(Saved data entries)
***
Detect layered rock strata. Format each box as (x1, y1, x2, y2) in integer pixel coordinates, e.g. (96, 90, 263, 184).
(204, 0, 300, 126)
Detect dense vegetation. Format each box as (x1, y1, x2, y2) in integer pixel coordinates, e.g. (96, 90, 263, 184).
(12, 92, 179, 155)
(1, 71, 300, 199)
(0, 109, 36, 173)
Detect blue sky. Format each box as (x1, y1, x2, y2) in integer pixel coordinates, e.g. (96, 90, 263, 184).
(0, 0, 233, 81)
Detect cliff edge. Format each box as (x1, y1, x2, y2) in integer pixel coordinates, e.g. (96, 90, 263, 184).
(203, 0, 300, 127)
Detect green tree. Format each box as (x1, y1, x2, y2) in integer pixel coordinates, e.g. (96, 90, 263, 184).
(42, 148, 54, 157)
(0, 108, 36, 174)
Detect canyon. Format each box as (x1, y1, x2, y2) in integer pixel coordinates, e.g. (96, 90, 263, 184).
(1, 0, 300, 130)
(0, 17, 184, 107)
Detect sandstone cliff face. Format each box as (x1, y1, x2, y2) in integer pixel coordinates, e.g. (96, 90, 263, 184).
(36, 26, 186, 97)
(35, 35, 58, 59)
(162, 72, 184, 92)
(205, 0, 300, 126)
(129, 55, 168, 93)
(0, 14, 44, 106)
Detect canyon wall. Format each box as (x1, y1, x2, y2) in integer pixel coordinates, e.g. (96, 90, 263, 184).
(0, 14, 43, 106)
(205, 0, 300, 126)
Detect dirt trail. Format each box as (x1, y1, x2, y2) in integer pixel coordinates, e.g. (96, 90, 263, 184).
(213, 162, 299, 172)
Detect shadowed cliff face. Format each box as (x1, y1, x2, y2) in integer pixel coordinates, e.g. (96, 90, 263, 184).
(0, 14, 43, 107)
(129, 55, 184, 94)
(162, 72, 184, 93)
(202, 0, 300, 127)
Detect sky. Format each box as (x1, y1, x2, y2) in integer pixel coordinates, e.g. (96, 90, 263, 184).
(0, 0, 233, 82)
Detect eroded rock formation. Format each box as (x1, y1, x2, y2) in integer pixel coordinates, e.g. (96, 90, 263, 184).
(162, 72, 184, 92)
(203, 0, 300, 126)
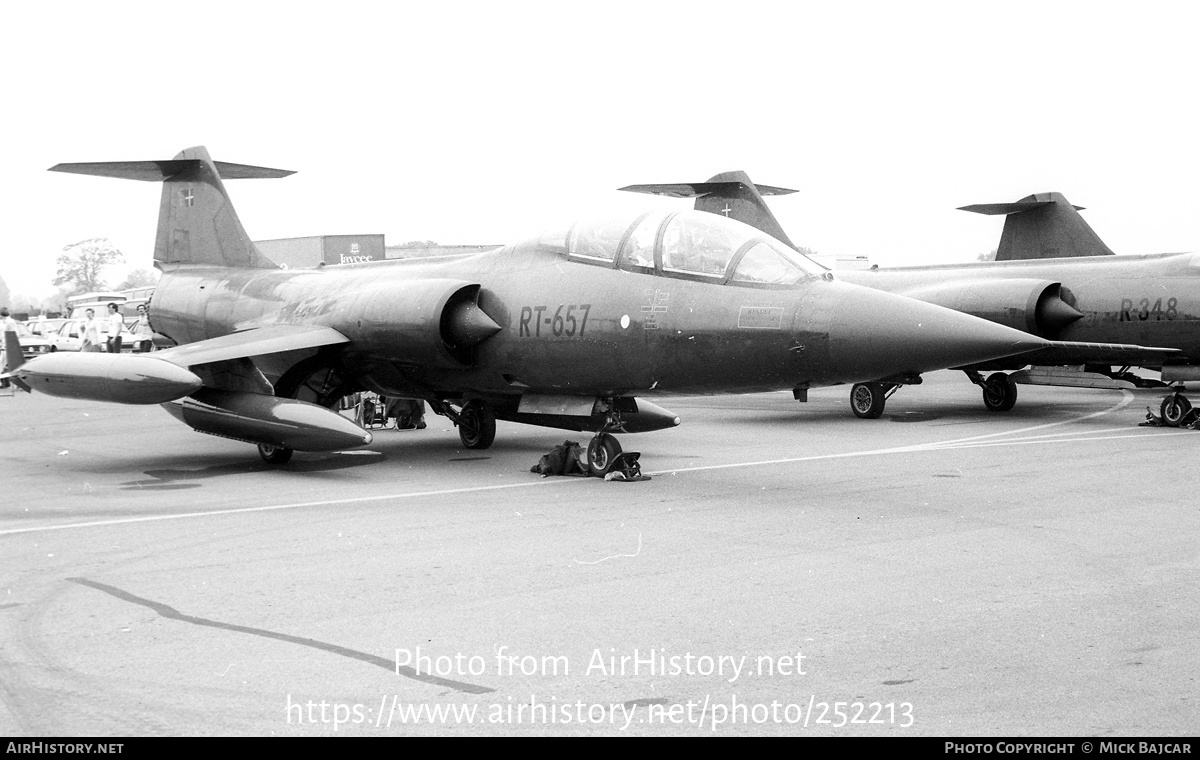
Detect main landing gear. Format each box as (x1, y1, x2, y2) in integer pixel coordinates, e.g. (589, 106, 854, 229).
(430, 398, 498, 449)
(850, 372, 1015, 418)
(965, 370, 1018, 412)
(257, 443, 293, 465)
(849, 382, 899, 419)
(262, 355, 361, 465)
(456, 399, 496, 449)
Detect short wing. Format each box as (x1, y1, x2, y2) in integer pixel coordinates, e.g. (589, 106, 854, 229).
(1016, 341, 1180, 367)
(153, 325, 349, 368)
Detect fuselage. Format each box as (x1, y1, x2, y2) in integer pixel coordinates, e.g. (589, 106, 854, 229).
(148, 211, 1046, 403)
(150, 245, 860, 398)
(840, 251, 1200, 364)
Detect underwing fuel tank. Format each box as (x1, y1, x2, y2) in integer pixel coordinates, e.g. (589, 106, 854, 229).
(161, 389, 373, 451)
(12, 352, 203, 404)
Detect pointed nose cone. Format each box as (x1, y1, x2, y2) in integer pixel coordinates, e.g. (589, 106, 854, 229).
(826, 285, 1047, 382)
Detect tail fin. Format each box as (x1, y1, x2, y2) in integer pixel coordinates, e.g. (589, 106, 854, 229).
(959, 192, 1115, 261)
(620, 171, 800, 249)
(50, 146, 294, 269)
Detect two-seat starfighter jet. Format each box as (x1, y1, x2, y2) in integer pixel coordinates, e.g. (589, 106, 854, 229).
(624, 174, 1183, 421)
(3, 147, 1122, 469)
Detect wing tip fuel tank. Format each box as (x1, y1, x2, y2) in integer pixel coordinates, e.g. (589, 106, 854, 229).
(13, 353, 204, 404)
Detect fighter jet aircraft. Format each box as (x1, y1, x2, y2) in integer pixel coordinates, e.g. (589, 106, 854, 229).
(623, 174, 1185, 421)
(3, 147, 1125, 469)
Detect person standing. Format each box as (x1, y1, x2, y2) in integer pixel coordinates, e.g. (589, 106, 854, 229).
(105, 302, 124, 353)
(81, 308, 103, 352)
(132, 304, 153, 352)
(1, 307, 16, 388)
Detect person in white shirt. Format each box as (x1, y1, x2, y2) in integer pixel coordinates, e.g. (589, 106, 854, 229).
(81, 308, 103, 352)
(105, 303, 124, 353)
(133, 304, 154, 352)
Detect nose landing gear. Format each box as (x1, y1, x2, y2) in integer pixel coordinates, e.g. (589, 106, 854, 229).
(586, 433, 623, 477)
(1159, 391, 1193, 427)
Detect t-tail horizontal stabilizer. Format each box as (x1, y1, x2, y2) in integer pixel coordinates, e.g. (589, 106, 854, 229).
(49, 160, 294, 182)
(620, 171, 800, 249)
(959, 192, 1115, 262)
(49, 146, 294, 270)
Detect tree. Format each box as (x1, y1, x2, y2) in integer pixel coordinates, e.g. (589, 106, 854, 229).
(0, 274, 10, 310)
(976, 249, 998, 262)
(54, 238, 124, 295)
(10, 293, 39, 315)
(116, 268, 160, 290)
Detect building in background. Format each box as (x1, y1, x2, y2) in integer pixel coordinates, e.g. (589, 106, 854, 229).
(254, 235, 503, 267)
(254, 234, 388, 269)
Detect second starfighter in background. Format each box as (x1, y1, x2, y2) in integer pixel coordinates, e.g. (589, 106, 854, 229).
(624, 174, 1184, 420)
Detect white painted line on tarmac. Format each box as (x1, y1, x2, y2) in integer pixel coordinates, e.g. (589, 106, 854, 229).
(0, 477, 583, 537)
(0, 391, 1176, 538)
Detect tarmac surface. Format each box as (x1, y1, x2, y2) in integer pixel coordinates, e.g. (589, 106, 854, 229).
(0, 371, 1196, 736)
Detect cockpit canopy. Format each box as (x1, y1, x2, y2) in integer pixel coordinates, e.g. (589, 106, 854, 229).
(535, 210, 828, 287)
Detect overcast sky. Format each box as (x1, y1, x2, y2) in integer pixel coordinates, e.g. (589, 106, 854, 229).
(2, 1, 1198, 298)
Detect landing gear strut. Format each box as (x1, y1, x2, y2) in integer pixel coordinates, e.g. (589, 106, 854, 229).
(580, 397, 636, 476)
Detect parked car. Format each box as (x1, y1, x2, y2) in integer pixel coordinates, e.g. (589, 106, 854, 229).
(49, 318, 139, 352)
(10, 322, 54, 359)
(27, 318, 69, 338)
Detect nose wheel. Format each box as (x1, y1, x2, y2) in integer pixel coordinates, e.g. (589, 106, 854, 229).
(1160, 392, 1193, 427)
(586, 433, 623, 476)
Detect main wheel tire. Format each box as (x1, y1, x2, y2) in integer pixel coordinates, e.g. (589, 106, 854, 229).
(587, 433, 623, 477)
(458, 400, 496, 449)
(1160, 394, 1192, 427)
(982, 372, 1018, 412)
(257, 443, 294, 465)
(850, 383, 886, 419)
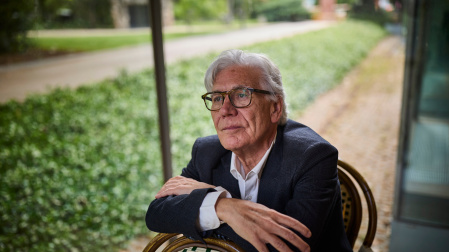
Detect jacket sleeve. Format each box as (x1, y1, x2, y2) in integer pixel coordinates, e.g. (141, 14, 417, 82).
(285, 142, 349, 250)
(145, 139, 214, 241)
(145, 188, 215, 241)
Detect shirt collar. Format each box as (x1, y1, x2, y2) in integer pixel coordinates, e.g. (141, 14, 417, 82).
(230, 132, 277, 180)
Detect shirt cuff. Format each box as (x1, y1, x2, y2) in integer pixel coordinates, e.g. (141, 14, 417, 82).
(197, 187, 230, 231)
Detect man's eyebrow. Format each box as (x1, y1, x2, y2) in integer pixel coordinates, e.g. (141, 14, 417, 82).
(212, 85, 247, 92)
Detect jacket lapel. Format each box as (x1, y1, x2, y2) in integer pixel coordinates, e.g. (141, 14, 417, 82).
(257, 127, 285, 208)
(212, 151, 241, 199)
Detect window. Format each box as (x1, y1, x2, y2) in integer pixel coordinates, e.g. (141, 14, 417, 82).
(398, 0, 449, 227)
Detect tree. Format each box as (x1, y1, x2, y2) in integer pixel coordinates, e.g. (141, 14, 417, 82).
(36, 0, 112, 29)
(337, 0, 359, 4)
(0, 0, 35, 53)
(174, 0, 228, 24)
(255, 0, 310, 22)
(353, 0, 377, 13)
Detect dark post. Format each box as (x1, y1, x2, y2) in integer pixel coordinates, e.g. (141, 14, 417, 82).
(148, 0, 172, 182)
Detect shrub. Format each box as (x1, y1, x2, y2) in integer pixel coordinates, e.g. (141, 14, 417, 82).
(174, 0, 228, 23)
(35, 0, 113, 29)
(255, 0, 310, 22)
(0, 72, 163, 251)
(0, 20, 386, 251)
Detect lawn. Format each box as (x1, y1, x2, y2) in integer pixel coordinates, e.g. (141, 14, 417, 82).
(0, 20, 387, 251)
(29, 22, 263, 52)
(29, 32, 209, 52)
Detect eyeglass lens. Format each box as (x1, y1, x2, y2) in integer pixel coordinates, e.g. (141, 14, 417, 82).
(205, 88, 252, 110)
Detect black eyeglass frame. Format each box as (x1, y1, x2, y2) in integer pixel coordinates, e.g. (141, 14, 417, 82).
(201, 87, 275, 111)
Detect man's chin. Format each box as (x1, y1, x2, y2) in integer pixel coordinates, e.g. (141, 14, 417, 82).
(218, 137, 243, 152)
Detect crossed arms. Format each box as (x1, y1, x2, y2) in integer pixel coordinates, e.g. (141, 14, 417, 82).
(146, 134, 342, 252)
(153, 176, 311, 252)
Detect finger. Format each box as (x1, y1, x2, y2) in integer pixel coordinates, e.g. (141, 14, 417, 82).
(255, 215, 308, 252)
(274, 225, 310, 252)
(256, 212, 309, 251)
(155, 184, 184, 198)
(155, 186, 168, 198)
(276, 214, 311, 238)
(264, 234, 293, 252)
(246, 230, 270, 252)
(155, 183, 180, 198)
(154, 176, 184, 198)
(155, 188, 171, 198)
(253, 241, 270, 252)
(154, 177, 215, 198)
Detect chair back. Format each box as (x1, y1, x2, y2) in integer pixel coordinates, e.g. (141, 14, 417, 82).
(337, 159, 377, 250)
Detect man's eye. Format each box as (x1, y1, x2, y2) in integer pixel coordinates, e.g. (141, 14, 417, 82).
(235, 92, 249, 99)
(212, 96, 223, 102)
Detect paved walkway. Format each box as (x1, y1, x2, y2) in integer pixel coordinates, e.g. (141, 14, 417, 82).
(0, 21, 334, 103)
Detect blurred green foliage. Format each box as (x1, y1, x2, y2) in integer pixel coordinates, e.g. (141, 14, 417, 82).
(0, 71, 163, 251)
(0, 0, 35, 53)
(35, 0, 113, 29)
(174, 0, 228, 24)
(255, 0, 310, 21)
(349, 0, 399, 25)
(349, 10, 398, 26)
(0, 20, 386, 251)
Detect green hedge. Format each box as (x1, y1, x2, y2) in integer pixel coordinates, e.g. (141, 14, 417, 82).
(0, 20, 386, 251)
(255, 0, 310, 21)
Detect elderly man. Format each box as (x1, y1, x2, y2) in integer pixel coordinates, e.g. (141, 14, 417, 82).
(146, 49, 351, 252)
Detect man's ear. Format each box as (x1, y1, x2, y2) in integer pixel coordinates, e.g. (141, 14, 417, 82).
(270, 97, 283, 123)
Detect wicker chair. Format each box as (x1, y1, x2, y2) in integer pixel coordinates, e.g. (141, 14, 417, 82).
(143, 159, 377, 252)
(142, 233, 243, 252)
(338, 159, 377, 251)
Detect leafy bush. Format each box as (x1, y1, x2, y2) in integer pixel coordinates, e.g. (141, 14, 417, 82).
(174, 0, 228, 23)
(0, 71, 163, 251)
(255, 0, 310, 21)
(0, 20, 386, 251)
(35, 0, 113, 29)
(348, 10, 397, 26)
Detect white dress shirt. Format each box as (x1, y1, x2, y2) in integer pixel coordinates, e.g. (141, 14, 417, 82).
(197, 137, 276, 231)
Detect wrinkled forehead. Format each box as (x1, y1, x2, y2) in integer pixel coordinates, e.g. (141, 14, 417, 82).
(212, 65, 263, 91)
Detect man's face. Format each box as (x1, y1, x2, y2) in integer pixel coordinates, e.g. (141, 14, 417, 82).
(211, 65, 281, 153)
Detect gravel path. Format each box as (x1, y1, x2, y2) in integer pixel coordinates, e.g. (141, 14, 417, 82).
(298, 35, 405, 251)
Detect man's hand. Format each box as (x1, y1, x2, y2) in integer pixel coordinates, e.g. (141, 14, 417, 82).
(216, 198, 311, 252)
(155, 176, 215, 199)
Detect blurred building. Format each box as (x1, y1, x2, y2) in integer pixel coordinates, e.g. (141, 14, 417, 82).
(307, 0, 349, 21)
(110, 0, 174, 28)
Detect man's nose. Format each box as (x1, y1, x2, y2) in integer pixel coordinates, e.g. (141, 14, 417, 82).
(219, 95, 237, 115)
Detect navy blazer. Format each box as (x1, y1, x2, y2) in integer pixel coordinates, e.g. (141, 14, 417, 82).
(146, 119, 352, 251)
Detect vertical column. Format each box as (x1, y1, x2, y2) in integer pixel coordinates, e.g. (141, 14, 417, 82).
(149, 0, 172, 182)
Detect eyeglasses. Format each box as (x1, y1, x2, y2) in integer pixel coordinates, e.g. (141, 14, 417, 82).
(201, 87, 274, 111)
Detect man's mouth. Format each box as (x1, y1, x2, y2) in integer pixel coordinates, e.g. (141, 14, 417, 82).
(222, 125, 242, 131)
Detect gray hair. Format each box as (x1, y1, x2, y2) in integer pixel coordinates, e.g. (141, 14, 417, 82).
(204, 49, 288, 125)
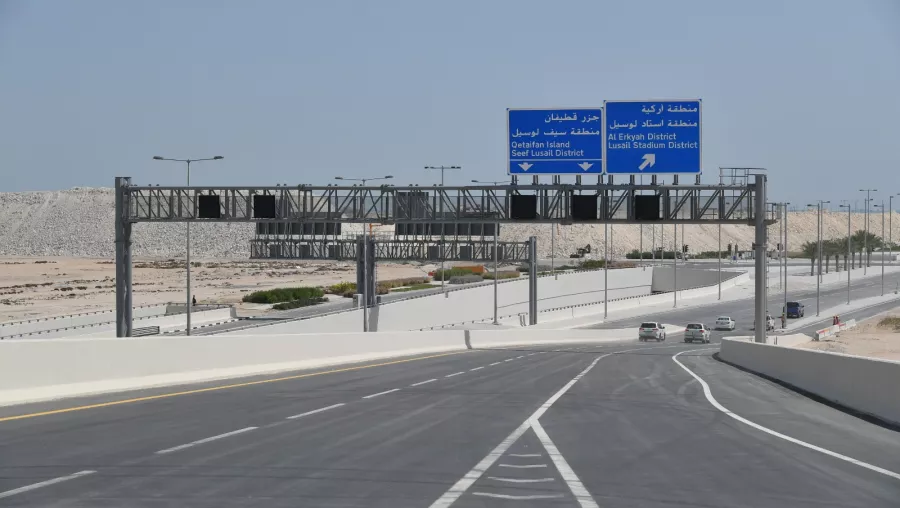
***
» TASK STATEMENT
Print the lines from the one holding "Detect man's nose." through the last line of the records, word for word, and omit the pictures.

» RESULT OF THIS EXERCISE
Detect man's nose. Format each box as (x1, y1, x2, y2) in integer pixel coordinates, e.g. (141, 14, 417, 82).
(219, 95, 237, 115)
Detect navy blazer. Format each box as (x1, y1, x2, y2) in integer pixel coordinates, e.g. (141, 14, 417, 82).
(146, 119, 352, 251)
Detect vertical column. Format each box as (x1, y1, x2, y2) in integer pixel coordinates, e.g. (141, 14, 417, 82).
(149, 0, 172, 182)
Detect eyeglasses. Format each box as (x1, y1, x2, y2) in integer pixel coordinates, e.g. (141, 14, 417, 82).
(201, 87, 274, 111)
Detect man's mouth. Format each box as (x1, y1, x2, y2) in integer pixel coordinates, e.g. (141, 14, 417, 82).
(222, 125, 242, 131)
Detect gray hair. Format each box as (x1, y1, x2, y2) in integer pixel coordinates, e.g. (141, 14, 417, 82).
(204, 49, 288, 125)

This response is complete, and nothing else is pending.